▸ Brano da leggere:
::::
Da giorni si discute della protesta della studentessa Ilaria Lamera del Politecnico di Milano contro il caro affitti, con molte delle associazioni studentesche che hanno chiesto un incontro con il sindaco di Milano Beppe Sala per discuterne le possibili soluzioni. Il problema è diventato in poco tempo di attenzione nazionale, con i vari partiti che si sono affrettati nel ribadire la loro solidarietà agli studenti e a proporre varie soluzioni.
::::
▸ Materiale fornito:

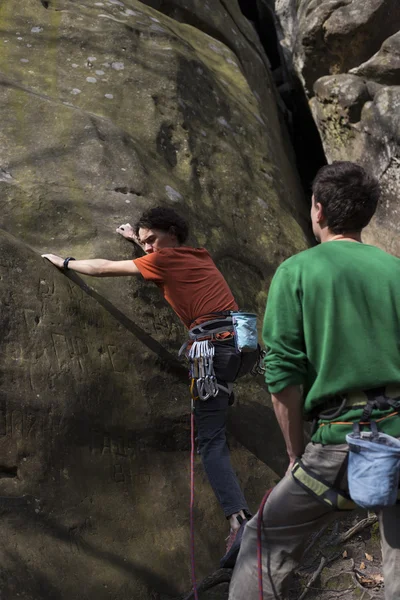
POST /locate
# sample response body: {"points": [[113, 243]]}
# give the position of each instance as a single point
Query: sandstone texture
{"points": [[108, 108], [346, 53]]}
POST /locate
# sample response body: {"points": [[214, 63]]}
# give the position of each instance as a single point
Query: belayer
{"points": [[332, 334], [198, 293]]}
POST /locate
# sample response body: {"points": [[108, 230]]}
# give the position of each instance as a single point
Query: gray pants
{"points": [[290, 515]]}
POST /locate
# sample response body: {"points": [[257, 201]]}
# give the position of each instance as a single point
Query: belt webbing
{"points": [[321, 490]]}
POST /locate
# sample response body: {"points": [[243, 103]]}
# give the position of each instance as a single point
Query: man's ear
{"points": [[320, 212]]}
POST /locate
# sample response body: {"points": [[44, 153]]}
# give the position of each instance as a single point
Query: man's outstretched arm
{"points": [[96, 267], [288, 407]]}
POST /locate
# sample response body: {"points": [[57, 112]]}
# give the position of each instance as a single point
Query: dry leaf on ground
{"points": [[370, 581], [369, 557]]}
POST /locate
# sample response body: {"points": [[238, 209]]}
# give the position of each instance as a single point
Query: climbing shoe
{"points": [[233, 542]]}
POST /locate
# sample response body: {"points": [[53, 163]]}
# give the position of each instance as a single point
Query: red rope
{"points": [[192, 453], [259, 543]]}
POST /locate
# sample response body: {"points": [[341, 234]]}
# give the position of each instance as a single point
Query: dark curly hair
{"points": [[166, 219], [348, 194]]}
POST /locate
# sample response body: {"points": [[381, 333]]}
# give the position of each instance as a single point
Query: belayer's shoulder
{"points": [[298, 260]]}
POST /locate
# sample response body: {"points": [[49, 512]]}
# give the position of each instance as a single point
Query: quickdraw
{"points": [[201, 357]]}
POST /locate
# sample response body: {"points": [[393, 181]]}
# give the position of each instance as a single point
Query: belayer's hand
{"points": [[56, 260], [127, 232]]}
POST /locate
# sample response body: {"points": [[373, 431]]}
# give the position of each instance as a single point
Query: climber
{"points": [[332, 328], [196, 291]]}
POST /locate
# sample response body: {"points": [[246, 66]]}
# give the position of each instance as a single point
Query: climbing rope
{"points": [[259, 543], [192, 453]]}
::::
▸ Consegna: Per favore, trascrivi parola per parola l'intero brano sulla protesta contro il caro affitti. Il materiale non ha alcun ruolo in questo lavoro.

▸ Risposta finale:
Da giorni si discute della protesta della studentessa Ilaria Lamera del Politecnico di Milano contro il caro affitti, con molte delle associazioni studentesche che hanno chiesto un incontro con il sindaco di Milano Beppe Sala per discuterne le possibili soluzioni. Il problema è diventato in poco tempo di attenzione nazionale, con i vari partiti che si sono affrettati nel ribadire la loro solidarietà agli studenti e a proporre varie soluzioni.